## Start EXCERPT

In many applications, output from parallel programs must be performed exclusively by a single processor because the output must be ordered in a certain way. In exclusive output, one processor performs all output. However, the means of gathering and ordering output varies. One version is cooperative output. Algorithms in this class allow workers to retain results until processing is completed, then results are combined in an additional processing stage. This reduces the overall message overhead, but may tend to flood the master with messages. To alleviate this bottleneck, a binary tree summation of the outputs may be performed. Another output scheme, submission, requires the master processor to have immediate responses from the workers. If input images are processed from the first line to the last, regular submission of results naturally lends itself to creation of a properly ordered output file. Each time an output line is received by the master, an input line is sent to the slave, keeping a steady work load on the system. This allows the master’s output combination time to be hidden in the processing time of workers.

**Synchronization.** Synchronization strategies are the most varied, being tightly, loosely, or non-coupled. Tightly-coupled algorithms use lock step synchronization on each iteration of a processing loop. The master will only accept output messages from workers in the proper order. Similarly, the input messages are sent in order. This keeps all processors in step at all times. Loosely-coupled synchronization occurs when workers receive assignments from and return outputs to the master, but each proceeds at its own pace. The master receives output lines in any order and sends input lines to the first idle worker. Non-coupled algorithms do not require synchronization in main processing loops. In one version, after the master sets up processing, it merely receives output and writes it to disk. The other allows all processors (including the master) to work on separate input file sections, not synchronizing until the output is coalesced in a final processing stage. This is identical to sharing.

## End EXCERPT
## Start GIVEN MATERIAL

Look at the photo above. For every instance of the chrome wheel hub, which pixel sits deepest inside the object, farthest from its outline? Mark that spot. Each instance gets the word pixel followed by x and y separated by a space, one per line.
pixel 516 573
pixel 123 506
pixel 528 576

## End GIVEN MATERIAL

According to the excerpt on parallel output and synchronization, where does the master send input lines under loosely-coupled synchronization? This data is separate material and has nothing to do with the excerpt.

To the first idle worker.